_TASK OBJECTIVE:_
Repeat all of the data exactly. Leave nothing out.

Region pointing data:
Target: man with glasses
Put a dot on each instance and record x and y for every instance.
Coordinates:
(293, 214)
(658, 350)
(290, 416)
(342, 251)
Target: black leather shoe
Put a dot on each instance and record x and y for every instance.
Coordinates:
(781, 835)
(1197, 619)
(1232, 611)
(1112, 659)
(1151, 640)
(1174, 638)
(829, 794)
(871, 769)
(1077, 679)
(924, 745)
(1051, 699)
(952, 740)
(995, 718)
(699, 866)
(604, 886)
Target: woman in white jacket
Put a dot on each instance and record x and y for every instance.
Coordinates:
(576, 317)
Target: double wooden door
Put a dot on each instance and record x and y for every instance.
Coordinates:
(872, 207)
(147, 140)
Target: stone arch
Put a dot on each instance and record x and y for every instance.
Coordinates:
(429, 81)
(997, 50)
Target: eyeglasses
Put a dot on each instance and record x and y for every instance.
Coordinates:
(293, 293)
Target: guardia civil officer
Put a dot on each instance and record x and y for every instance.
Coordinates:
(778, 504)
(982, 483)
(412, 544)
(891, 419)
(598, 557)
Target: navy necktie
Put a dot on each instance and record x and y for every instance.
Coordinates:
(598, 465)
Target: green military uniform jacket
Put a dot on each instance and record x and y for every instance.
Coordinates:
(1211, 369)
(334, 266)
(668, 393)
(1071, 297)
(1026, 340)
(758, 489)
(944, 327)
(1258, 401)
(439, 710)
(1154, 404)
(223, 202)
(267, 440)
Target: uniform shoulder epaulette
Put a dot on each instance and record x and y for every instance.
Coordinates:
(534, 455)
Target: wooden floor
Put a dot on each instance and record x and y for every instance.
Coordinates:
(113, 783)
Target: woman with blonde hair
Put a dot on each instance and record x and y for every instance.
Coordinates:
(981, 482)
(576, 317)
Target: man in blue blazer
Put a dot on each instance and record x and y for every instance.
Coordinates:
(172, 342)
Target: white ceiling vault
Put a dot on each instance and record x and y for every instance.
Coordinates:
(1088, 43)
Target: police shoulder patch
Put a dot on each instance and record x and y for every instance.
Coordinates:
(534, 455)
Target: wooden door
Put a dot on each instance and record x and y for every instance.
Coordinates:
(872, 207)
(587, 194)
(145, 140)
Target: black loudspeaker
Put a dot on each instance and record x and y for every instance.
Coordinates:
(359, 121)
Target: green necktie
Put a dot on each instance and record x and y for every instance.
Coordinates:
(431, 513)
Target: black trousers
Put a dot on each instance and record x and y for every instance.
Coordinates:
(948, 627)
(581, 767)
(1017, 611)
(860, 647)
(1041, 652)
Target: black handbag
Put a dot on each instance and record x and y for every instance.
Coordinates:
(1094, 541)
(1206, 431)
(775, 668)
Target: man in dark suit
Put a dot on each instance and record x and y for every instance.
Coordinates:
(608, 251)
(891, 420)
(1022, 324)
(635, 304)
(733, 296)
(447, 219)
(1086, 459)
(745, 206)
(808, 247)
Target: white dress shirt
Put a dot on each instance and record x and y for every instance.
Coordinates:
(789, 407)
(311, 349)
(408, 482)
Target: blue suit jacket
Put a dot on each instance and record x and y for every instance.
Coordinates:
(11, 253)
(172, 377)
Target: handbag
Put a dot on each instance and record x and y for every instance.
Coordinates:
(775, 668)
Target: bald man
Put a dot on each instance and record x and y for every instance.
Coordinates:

_RESPONSE TO THE EXERCISE:_
Target: man with glasses
Put a dot on each instance and record x and y for every instance.
Coordinates:
(293, 214)
(658, 350)
(290, 416)
(342, 251)
Target: black leather shoe
Put a dot on each instance and record x and y for every instance.
Coordinates:
(781, 835)
(1197, 619)
(1232, 611)
(1112, 659)
(1151, 640)
(1174, 638)
(829, 794)
(871, 769)
(1077, 679)
(924, 745)
(1051, 699)
(952, 740)
(995, 718)
(699, 866)
(604, 886)
Target: woman in white jacket
Put a dot on each instance and record x and y for every instance.
Coordinates:
(576, 317)
Target: double wooden door
Put a dot on each instance and record x and y for every instance.
Coordinates:
(872, 207)
(147, 140)
Target: stone arch
Put a dot on each instance and record x and y for every instance.
Coordinates:
(429, 81)
(997, 50)
Target: eyeglasses
Put a dot on each instance and record x and y for every instance.
Coordinates:
(293, 293)
Target: guardia civil officer
Put a dot on each instance and record x and y for every instance.
Coordinates:
(778, 504)
(982, 483)
(412, 544)
(891, 419)
(598, 557)
Target: navy necktie
Put a dot on each instance and record x and y for every instance.
Coordinates:
(598, 465)
Target: green military uniform jacket
Put a dot on each instance and record x and y for every instance.
Coordinates:
(1211, 369)
(334, 266)
(668, 393)
(1071, 297)
(1026, 340)
(758, 489)
(944, 327)
(1258, 401)
(439, 710)
(1154, 404)
(223, 202)
(267, 440)
Target: uniform shoulder epaulette
Put a dot on each instance and record x and y for every instance.
Coordinates:
(534, 455)
Target: wooden floor
Put a dot on each instance and record x and y for every instance.
Coordinates:
(113, 783)
Target: woman with blonde hair
Put a dot on each instance and record x and y for every instance.
Coordinates:
(981, 482)
(576, 317)
Target: man in blue blazer
Put a dot on each instance and record x and y for every instance.
Coordinates:
(172, 342)
Target: white ceiling vault
Put a dot on each instance and record x and y for every instance.
Coordinates:
(1088, 43)
Target: police shoulder patch
Put a dot on each instance and record x and y for every instance.
Coordinates:
(534, 455)
Target: wooden door
Put a dot on each instance and record x and y for every instance.
Coordinates:
(872, 207)
(587, 194)
(145, 140)
Target: black loudspeaker
Put a dot on each instance and record x and y for every instance.
Coordinates:
(359, 121)
Target: green necktie
Put a dot on each instance and record x and y for every instance.
Coordinates:
(431, 513)
Target: black trousers
Put a dot on each instance and record x and y for every instance.
Coordinates:
(948, 627)
(581, 767)
(1017, 611)
(860, 647)
(1041, 652)
Target: black handbag
Put a dot on each instance and record x and y for every instance.
Coordinates:
(1094, 541)
(1206, 431)
(775, 668)
Target: man in dark suit
Put a dot on each instance and record x and y for every instance.
Coordinates:
(608, 251)
(891, 420)
(1022, 324)
(635, 304)
(733, 296)
(447, 219)
(1086, 459)
(745, 206)
(808, 247)
Target: white dress shirt
Put a dot on each instance and record x and y for every instance.
Coordinates:
(789, 407)
(311, 349)
(408, 482)
Target: blue suit jacket
Put a dot on each instance and record x and y for every instance.
Coordinates:
(11, 253)
(172, 377)
Target: handbag
Put a dot on each instance and record x and y for every instance.
Coordinates:
(775, 668)
Target: bald man
Put a dot on each instance and record x and y for every instance.
Coordinates:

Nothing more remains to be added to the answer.